Ciekawy kawałek o przeniesieniu informacji z materiałów ilastych do kwasów nukleinowych jako prototypie i precedensie przenoszenia naszej swiadomosci do jakichs innych przechowaczy, np: pamieci komputera. Zgadzam sie tez z tym ze ciezko aby pojedyncze zdarzenie wyeliminowalo czlowieka z gry - nawet jezeli dojdzie do swiata postapokaliptycznego, to IMHO nastapi rozpoczecie pewnego nowego cyklu i rozwoj cywilizacji zacznie sie od nowa. A jezeli wszystko bedzie przebiegalo bez problemow to zgadzam sie ze to czlowiek sam kontroluje swoja ewolucje i jej kierunek - czy to doskonalenie wlasnego ciala poprzez protezy i wszczepy i tez wlasnie calkowita zmiana "opakowania" naszej swiadomosci. Ciezko stwierdzic ktora droge wyiebierze, ale na pewno nie bedzie stal w miejscu bo nasza obecna forma doskonala na pewno nie jest (i tutaj ciezko stwierdzic czy jest to swego rodzaju degeneracja, oslabianie sie poprzez coraz silniejsze uzaleznienie od "ulatwiaczy" i techniki, czy tez po prostu bardziej widoczne sa jednostki slabsze ktore kiedys ni mialyby szansy sie rozwinac?) No i prawda jest ze kontrolujemy tez spora czesc innych gatunkow. Osobiscie nie wyobrazam sobie zeby czlowiek wycofal sie z jakichs czesci swiata i pozostawil je niedotkniete swoim wplywem - IMHO cala przyroda albo bedzie rozwijac sie i ewoluowac pod nasza kontrola, w kierunku w jakim chcemy, albo poszczegolne gatunki beda wymierac (moze swiat z "Blade Runnera" - sztuczne zwierzeta jako droga i cenna zabawka dla mieszczuchow?)
Cytat: "dagobert"
• • • •
_DO WYKONANIA_.
**a)** Wymień wszystkie sposoby, w jakie według wpisu o przyszłości człowieka człowiek może sam kierować swoją ewolucją.
**b)** Przedłuż wpis o przyszłości człowieka, dopisując jego dalszy ciąg po ostatniej linijce.
Wykaz pochodzi z innego źródła niż powyższy tekst.

_WYKAZ_.
• • • •
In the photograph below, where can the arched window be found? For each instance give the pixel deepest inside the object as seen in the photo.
• • • •
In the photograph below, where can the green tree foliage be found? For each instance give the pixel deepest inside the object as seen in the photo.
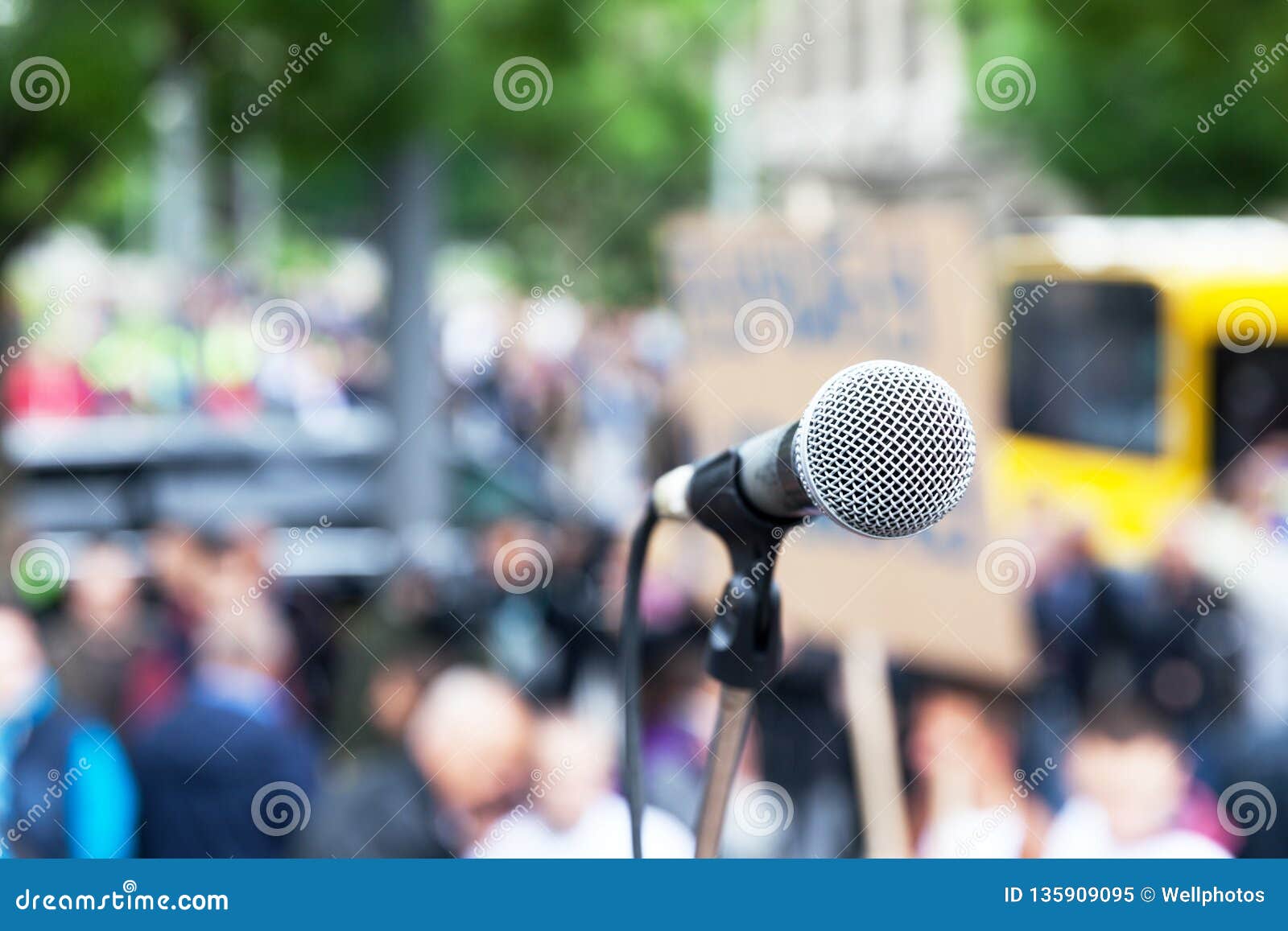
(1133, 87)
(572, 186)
• • • •
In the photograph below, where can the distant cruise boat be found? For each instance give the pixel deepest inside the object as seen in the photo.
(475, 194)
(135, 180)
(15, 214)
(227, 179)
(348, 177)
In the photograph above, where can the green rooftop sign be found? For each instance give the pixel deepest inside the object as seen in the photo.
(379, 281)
• • • •
_WYNIKI ZADAŃ_.
**a)** Protezy, wszczepy oraz całkowita zmiana „opakowania” naszej świadomości.

**b)**
http://animal.discovery.com/convergence/futureiswild/futureiswild.html - dla pobudzenia postapokaliptycznej wyobraźni w zwiazku z artykułem. Polecam szczególnie animal warp speed ;) .

Nie mialem teraz czasu sie w to zaglebiac (chociaz zapowiada sie ciekawie - kiedys na pewno wroce do tego0, ale IMHO nie ma to sensu z powodow przytoczonych wyzej - od kiedy czlowiek pojawil sie na arenie nic nie jest juz takie samo i ewolucja nie dziala sama sobie. Nawet jezeli kiedys czlowiek by zniknal (co samo w sobie jest trudne) to inne gatunki albo znikna wczesniej albo zupelnie nie beda przypominaly tego co widzimy dzisiaj (np: nietoperz stanie sie tchorzliwym padlinozerca albo lagodnym roslinozerca wiec nijak nie bedzie mogl wyewoluowac w groznego drapiezce - troche ciezko ubrac mi slowa, ale mam nadzieje ze ogolna mysl jest w miare jasna...)
Cytat: "dagobert"
jednocześnie obserwuje sie proces opisany po trochu w pierwszym artykule - społeczeństwo zaczna przypominac jeden wielki organizm w którym kazdy człowiek powoli sprowadzany jest do pojedyńczej wąsko wyspecalizowanej komórki. Z tąd już tylko krok do tez wysuwanych przez fantastów , że w pszyszłości człowiek do tego stopnia się wyłaczy poza prawa przyrody ,że każdy człowiek będzie genetycznie modywikowanym osobnikiem pełniącym z góry wyznaczoną funkcje w społeczństwie a determinowaną od urodzenia przez posiadanie okreslonych wyselekcjonowanych genów. Paradoksalnie może to doprowadzić do eliminacji całkowitej wszelkich charób, ale i podstawowej dla ewolucji zmienności puli genowej gatunku.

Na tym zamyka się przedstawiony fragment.